_Documento fuente:_

******************************

Aylwin
Rodrigo Pablo es Abogado Universidad Católica.
Hijo de una familia de profesionales que comenzaban a surgir en un sociedad enloquecida por el dinero, donde los apellidos bancosos habían reemplazado a los vinosos (Huidobro), durante el período más pobre en lo que a política nacional se refiere, en un país de frágil memoria, pero que en su primer siglo ya había vivido guerras –civiles y con potencias extranjeras-, acuerdos nacionales de gran trascendencia, poderosas transformaciones institucionales y sociales -por vías pacíficas y violentas-, nació Patricio Aylwin Azócar.
Terminaban las décadas del parlamentarismo a la chilena, sistema político criollo que se caracterizó por la inoperancia del gobierno, la corrupción desvergonzada y la desidia de los gobernantes; siendo su mayor aporte a nuestra historia el sándwich “barros luco”. Al frente se habría el Siglo XX, y comenzaba su infancia en un país empobrecido por las crisis económicas del salitre y la internacional del año 30; donde las enfermedades venéreas y el alcoholismo eran graves asuntos de salud pública; golpeado por los quiebres institucionales de los años 20 y los terremotos –dejando el de Chillan más de 30.000 muertos-; donde la pobreza extrema se veía en las calles, y que enfrentaba una feroz crisis moral cuya causa según el “Balance Patriótico” de Huidobro (1925) se encontraba en la falta de alma.
Probablemente la sensación era ¡hay que cambiarlo todo! Lo que de seguro afectó a los jóvenes de la época –y entre ellos al joven Patricio-, haciéndolos –quizás- no advertir la importancia del acuerdo nacional de 1932, que devolvió el orden institucional al país, y el de 1939, que posibilitó a los radicales gobernar en paz, reconstruir la nación e impulsar la economía –lo que no fue posible ni en Francia, donde Blum debió renunciar, ni en España, donde la Guerra Civil costó al país más de un millón de vidas.
El joven abogado –quien ya había escrito “El Juicio Arbitral”, obra hasta el día de hoy insuperada en la materia- debió haber comprendido que estaba llamado a hacer cosas grandes por la patria que lo vio nacer, a cuya gente sin duda amaba. Así comenzó con poco más de 25 años una carrera política que terminaría el día de su muerte. Siendo sin duda un proceso de permanente crecimiento: el Aylwin de los sesenta, convencido de la necesidad de cambios drásticos que permitieran impulsar el desarrollo del país, es uno de los protagonistas de los sucesos que derivaron en el quiebre institucional de 1973; el de los 70 y 80, miembro de la oposición, quien logra unir su partido con sus otrora adversarios en pro de una causa común, y el de los 90, capaz de asumir sus responsabilidades en los hechos pasados, de llamar a la unidad y de reconocer la legitimidad del punto de vista contrario, así como la relatividad del propio. Esta carrera fue expresión de su superación personal y de la superación del país que condujo, que logró concluir el siglo en paz y armonía, en un ambiente de esperanza, superando la pobreza de muchos y dando a las nuevas generaciones posibilidades antes inimaginadas.

******************************

_Conjunto de datos:_

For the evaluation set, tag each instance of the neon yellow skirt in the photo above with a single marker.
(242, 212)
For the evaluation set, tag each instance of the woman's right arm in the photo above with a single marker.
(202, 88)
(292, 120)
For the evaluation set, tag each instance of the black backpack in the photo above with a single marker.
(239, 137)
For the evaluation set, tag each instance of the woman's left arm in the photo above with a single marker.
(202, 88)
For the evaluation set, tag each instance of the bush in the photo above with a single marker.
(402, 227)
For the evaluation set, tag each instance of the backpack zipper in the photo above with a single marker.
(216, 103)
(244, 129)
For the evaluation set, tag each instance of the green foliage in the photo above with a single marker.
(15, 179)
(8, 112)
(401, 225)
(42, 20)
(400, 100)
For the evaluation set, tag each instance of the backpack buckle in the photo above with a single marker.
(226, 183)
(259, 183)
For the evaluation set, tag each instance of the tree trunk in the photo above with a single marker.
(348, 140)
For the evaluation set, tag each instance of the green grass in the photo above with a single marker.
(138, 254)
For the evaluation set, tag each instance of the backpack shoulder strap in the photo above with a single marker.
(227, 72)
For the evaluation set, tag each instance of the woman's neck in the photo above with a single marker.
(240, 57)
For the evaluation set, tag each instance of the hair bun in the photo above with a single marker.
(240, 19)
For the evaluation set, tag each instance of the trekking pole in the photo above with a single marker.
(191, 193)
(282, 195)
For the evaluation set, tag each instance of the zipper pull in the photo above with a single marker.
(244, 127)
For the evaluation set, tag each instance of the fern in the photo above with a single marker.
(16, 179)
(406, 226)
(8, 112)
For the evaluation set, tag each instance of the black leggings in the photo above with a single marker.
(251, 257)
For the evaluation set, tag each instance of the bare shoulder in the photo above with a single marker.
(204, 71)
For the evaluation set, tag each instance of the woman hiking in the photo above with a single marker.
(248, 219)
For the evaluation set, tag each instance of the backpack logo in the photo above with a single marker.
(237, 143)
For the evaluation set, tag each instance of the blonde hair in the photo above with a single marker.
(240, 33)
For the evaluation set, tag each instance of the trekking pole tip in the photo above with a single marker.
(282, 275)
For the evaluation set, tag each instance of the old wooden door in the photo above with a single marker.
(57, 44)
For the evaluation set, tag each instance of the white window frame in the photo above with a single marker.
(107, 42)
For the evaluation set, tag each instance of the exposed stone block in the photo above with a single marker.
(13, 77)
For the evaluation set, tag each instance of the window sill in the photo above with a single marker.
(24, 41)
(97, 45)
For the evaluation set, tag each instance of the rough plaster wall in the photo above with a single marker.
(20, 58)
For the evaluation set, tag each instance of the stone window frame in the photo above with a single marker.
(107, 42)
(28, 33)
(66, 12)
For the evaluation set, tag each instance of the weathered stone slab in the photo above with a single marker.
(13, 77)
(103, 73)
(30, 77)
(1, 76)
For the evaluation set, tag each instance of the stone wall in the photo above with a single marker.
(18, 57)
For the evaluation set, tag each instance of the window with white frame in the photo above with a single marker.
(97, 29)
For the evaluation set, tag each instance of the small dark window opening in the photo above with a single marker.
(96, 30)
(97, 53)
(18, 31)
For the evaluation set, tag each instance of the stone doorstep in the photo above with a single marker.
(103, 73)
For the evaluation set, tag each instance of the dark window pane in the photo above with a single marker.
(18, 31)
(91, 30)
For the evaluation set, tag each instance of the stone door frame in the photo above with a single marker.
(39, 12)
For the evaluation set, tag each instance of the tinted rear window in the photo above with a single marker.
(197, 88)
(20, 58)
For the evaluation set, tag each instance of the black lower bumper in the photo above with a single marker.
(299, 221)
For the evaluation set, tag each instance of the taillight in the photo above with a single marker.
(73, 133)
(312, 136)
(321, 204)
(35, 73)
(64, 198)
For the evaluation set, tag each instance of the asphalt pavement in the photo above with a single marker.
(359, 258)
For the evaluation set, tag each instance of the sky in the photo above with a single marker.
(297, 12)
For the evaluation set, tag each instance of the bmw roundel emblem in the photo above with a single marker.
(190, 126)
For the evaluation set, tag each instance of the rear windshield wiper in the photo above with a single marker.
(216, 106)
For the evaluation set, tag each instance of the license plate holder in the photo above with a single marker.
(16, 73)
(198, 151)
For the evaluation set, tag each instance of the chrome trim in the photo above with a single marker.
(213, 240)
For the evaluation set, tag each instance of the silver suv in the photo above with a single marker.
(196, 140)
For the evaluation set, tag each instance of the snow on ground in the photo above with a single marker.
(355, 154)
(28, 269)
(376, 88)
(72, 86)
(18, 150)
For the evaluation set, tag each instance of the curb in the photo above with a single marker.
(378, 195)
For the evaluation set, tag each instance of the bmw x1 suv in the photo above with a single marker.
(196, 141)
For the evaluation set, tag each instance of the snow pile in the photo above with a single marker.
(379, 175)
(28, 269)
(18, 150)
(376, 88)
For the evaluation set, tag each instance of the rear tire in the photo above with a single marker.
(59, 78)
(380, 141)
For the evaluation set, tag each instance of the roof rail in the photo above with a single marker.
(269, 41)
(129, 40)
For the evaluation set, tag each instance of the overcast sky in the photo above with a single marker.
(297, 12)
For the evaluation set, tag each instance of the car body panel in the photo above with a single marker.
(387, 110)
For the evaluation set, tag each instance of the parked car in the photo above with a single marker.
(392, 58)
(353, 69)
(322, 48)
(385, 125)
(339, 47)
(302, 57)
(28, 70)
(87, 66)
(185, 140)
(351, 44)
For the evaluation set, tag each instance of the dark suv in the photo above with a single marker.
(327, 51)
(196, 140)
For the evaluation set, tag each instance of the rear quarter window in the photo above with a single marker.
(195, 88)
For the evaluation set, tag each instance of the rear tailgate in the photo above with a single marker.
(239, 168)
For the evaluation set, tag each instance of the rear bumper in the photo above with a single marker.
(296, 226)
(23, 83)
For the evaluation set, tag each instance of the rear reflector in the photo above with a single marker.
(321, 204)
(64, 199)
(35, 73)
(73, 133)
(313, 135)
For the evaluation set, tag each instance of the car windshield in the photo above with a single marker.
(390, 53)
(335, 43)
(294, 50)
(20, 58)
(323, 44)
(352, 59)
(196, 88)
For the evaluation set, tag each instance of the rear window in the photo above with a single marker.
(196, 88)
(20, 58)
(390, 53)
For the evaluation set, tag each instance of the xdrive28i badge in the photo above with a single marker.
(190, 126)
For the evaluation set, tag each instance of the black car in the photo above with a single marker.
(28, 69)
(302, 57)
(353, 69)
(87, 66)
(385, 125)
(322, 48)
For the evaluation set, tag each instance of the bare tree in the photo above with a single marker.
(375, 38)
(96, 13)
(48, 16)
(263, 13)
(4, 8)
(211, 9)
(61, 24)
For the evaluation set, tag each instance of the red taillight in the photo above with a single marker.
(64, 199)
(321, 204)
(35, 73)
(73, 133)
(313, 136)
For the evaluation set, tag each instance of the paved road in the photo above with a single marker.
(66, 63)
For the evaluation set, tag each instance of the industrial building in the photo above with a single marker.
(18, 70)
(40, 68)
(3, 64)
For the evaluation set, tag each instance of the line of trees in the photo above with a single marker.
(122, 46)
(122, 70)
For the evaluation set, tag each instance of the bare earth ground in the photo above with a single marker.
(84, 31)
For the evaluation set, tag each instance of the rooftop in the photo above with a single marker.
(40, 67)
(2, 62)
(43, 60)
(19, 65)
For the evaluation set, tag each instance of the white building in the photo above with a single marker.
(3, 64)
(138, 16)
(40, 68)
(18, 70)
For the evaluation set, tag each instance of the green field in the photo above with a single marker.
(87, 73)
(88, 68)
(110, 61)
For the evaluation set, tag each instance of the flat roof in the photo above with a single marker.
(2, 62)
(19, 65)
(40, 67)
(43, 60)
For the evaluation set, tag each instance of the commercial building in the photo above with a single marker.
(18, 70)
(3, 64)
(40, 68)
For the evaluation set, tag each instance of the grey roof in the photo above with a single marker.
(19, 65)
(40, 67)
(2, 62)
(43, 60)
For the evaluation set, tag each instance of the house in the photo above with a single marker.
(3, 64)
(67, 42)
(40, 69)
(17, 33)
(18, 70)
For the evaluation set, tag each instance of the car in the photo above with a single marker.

******************************

_Descripción del problema:_ Por favor, extrae sin cambios del texto sobre Patricio Aylwin el fragmento que va desde "Hijo de una" hasta "Patricio Aylwin Azócar.". Trabaja solo con el texto sobre Patricio Aylwin.

_Respuesta a la tarea:_
Hijo de una familia de profesionales que comenzaban a surgir en un sociedad enloquecida por el dinero, donde los apellidos bancosos habían reemplazado a los vinosos (Huidobro), durante el período más pobre en lo que a política nacional se refiere, en un país de frágil memoria, pero que en su primer siglo ya había vivido guerras –civiles y con potencias extranjeras-, acuerdos nacionales de gran trascendencia, poderosas transformaciones institucionales y sociales -por vías pacíficas y violentas-, nació Patricio Aylwin Azócar.